### QUOTED TEXT:
★ ★ ★

Preaching to the Converted

I hear the criticism that shrill liberals (or even shriller conservatives) do nothing but preach to the converted, hence they provide no useful function:

Malefactors of Megawealth, by David Kennedy, NY Times: ...Like the rants of Rush Limbaugh or the films of Michael Moore, Krugman’s shrill polemic may hearten the faithful, but it will do little to persuade the unconvinced or to advance the national discussion of the important issues it addresses. It may even deepen the very partisan divide he denounces.

I think this is wrong, and not just because of the silly equivalence drawn between Limbaugh and Krugman. First, I don't buy that these voices cannot reach beyond the confines of the converted. Given the responses I've seen to Krugman and others, many of these voices penetrate the other side of the political fence quite well, generate responses, and in doing so help to advance national discussion on these issues. I have no doubt, for example, that Krugman has helped to promote national discussion on a variety of issues from health care to inequality to trade policy to Iraq.

But suppose it is true - suppose one does nothing but preach to the converted - does that mean there is nothing useful happening in the exchange?

What those with a voice can do is give people the arguments they need to rebut the other side's arguments in the daily exchanges at the water cooler at work, at dinner parties, at family gatherings, and so on. Whenever political arguments come up in the course of conversation they will have heard both the arguments and the counterarguments and they will be much better able to defend their views (and much less likely to be swayed by misleading messages from the other side). Echoing good arguments on various sites can reinforce this effect even if it is mostly talking to people with similar overall views. Thus, even if it's true the someone like Krugman sways nobody directly (a proposition I doubt), there is still an indirect effect where the arguments that he gives to others can be used to win the smaller day to day discussions between people, the discussions that impact the marginal undecided voter.

★ ★ ★

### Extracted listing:
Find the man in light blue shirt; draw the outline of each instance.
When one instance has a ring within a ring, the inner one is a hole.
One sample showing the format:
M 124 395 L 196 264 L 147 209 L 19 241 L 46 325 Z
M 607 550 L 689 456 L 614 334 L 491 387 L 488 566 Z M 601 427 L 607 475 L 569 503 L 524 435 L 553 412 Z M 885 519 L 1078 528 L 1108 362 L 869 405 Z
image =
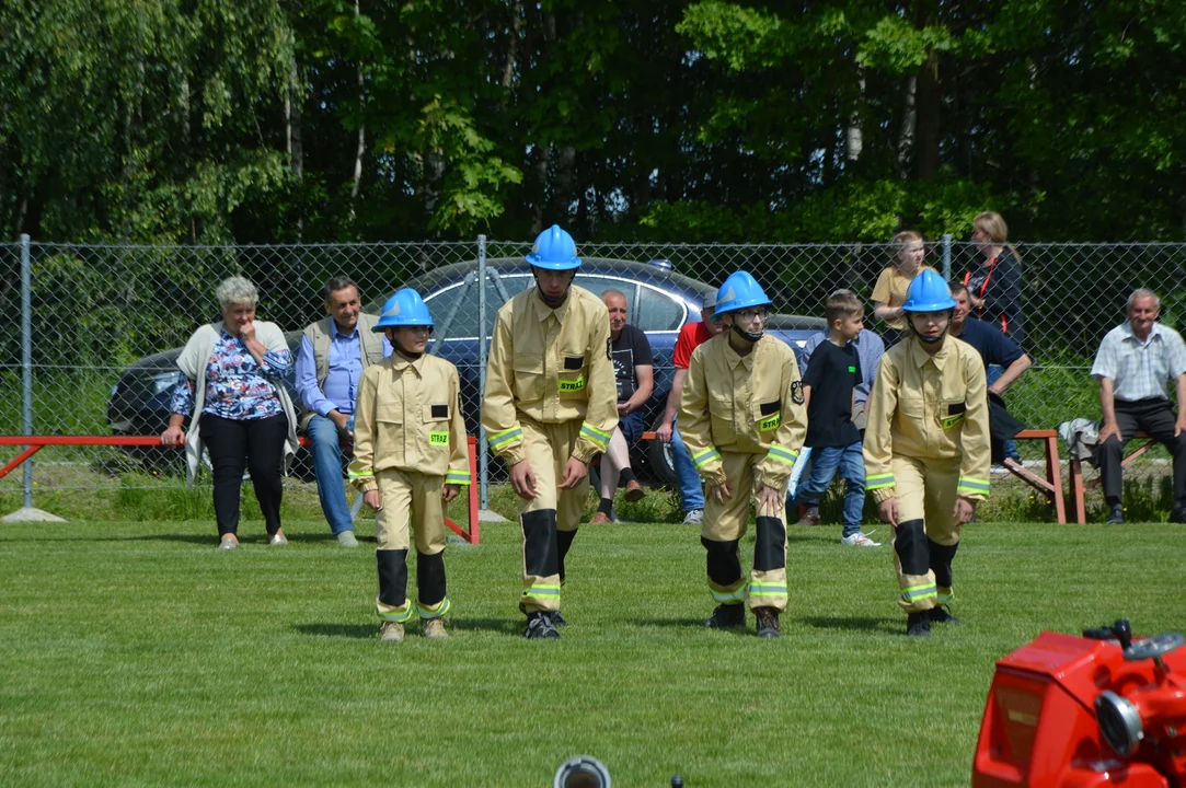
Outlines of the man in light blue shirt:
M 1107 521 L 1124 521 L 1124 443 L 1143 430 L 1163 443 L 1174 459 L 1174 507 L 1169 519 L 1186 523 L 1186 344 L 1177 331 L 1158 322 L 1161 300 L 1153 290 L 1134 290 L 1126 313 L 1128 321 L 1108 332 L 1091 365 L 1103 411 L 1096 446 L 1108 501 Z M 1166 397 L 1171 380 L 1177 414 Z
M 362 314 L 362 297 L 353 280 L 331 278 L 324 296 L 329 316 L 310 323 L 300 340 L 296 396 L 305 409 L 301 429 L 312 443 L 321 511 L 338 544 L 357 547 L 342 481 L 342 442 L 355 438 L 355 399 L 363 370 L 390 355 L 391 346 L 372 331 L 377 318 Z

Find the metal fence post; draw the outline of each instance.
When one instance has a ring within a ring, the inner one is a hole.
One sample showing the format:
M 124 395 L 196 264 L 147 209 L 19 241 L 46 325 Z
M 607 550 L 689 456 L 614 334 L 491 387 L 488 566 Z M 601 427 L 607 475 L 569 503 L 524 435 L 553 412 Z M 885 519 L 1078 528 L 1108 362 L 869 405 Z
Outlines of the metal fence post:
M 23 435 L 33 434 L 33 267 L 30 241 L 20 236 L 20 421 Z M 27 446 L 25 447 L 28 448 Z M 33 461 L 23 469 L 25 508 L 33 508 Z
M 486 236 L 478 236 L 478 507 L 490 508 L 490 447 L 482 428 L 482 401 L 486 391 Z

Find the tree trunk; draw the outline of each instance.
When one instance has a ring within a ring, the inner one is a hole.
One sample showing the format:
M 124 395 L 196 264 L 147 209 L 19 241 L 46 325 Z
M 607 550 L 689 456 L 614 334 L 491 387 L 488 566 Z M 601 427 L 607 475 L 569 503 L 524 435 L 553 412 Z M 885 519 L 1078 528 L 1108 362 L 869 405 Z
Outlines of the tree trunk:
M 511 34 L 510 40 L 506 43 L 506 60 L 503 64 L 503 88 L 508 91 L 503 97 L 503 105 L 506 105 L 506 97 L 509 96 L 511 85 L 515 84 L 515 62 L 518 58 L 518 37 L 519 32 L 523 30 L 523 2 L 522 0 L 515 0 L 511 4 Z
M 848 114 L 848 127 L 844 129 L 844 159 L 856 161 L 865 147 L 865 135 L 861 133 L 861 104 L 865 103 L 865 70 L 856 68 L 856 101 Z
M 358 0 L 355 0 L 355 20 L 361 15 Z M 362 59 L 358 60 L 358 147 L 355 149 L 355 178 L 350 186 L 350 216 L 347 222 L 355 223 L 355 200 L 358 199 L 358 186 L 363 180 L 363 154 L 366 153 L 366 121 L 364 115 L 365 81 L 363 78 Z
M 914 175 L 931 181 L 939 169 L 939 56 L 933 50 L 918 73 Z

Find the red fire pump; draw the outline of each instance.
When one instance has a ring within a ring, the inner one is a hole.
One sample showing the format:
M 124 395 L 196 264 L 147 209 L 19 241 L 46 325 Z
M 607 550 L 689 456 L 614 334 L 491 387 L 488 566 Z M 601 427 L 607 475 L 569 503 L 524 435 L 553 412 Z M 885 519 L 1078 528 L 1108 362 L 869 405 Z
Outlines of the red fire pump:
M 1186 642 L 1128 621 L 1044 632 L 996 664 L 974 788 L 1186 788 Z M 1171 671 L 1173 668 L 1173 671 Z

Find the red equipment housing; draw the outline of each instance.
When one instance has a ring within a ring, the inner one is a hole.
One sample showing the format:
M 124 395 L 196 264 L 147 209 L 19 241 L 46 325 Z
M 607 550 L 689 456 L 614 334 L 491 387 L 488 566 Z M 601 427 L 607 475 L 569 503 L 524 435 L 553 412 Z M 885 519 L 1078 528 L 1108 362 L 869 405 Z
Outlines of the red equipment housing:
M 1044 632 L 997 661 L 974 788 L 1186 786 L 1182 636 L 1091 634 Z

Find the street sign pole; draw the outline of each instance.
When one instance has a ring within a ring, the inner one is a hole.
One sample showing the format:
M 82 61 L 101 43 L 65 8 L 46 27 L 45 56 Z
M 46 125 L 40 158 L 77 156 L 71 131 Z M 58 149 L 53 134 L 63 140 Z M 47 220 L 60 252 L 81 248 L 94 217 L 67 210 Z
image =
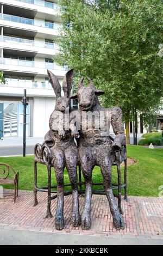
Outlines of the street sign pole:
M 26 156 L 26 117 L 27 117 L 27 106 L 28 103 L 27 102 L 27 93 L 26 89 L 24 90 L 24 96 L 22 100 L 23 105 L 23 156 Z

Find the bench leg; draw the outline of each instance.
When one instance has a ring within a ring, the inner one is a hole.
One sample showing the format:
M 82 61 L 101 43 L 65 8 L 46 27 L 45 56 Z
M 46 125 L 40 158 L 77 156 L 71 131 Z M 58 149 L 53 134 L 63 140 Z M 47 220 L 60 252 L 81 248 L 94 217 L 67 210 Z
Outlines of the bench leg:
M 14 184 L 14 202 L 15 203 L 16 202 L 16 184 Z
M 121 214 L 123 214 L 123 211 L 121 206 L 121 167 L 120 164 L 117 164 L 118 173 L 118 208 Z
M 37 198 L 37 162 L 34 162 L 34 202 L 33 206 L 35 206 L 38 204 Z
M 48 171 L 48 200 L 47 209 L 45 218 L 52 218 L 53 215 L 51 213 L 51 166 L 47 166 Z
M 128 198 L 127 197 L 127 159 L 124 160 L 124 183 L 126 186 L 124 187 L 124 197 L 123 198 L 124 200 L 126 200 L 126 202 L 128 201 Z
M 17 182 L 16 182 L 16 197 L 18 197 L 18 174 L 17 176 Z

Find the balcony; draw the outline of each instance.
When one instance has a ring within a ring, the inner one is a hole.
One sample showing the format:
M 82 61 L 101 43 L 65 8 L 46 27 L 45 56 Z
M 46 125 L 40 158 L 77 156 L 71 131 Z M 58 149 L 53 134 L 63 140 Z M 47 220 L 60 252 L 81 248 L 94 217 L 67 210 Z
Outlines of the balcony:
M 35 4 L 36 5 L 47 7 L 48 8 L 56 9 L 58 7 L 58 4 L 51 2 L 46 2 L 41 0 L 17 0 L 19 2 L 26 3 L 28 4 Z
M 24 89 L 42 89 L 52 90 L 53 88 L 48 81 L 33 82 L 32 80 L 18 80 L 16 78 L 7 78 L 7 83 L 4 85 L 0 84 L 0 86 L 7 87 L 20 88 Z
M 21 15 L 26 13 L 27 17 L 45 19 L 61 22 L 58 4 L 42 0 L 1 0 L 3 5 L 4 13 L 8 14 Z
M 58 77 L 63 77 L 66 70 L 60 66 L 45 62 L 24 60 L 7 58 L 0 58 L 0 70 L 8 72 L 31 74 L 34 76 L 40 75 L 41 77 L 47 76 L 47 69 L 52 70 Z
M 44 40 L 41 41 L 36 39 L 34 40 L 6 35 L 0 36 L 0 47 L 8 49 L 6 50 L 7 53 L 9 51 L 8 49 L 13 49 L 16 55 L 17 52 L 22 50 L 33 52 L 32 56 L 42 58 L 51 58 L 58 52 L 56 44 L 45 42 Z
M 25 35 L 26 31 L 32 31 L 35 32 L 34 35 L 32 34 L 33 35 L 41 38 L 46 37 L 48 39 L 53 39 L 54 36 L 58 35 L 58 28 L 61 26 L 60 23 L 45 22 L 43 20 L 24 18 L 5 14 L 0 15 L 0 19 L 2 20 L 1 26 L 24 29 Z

★ ★ ★

### SET PROBLEM 1:
In the commentary on preaching to the converted, which issues does the author say Krugman has helped promote national discussion on?
### SET PROBLEM 2:
Carry on the commentary on preaching to the converted, starting after its final sentence.

### WRITTEN RESPONSE 1:
Health care, inequality, trade policy, and Iraq.

### WRITTEN RESPONSE 2:
That's also why I don't mind having (tolerable and rational) conservatives in comments. They make their arguments, then we hear the rebuttal, excellent rebuttal in most cases. The arguments are out there whether I allow them in comments or not, so the important part is to generate effective counterargument that can be used more generally as people interact with others and these arguments come up in the course of the discussion. Winning the little battles in social discussions is important, and preaching to the converted is a key step in enabling people to have the persuasive arguments they need to be effective in arguing for their ideas.

    Posted by on Monday, October 22, 2007 at 12:33 PM in Economics | Permalink  TrackBack (0)  Comments (54)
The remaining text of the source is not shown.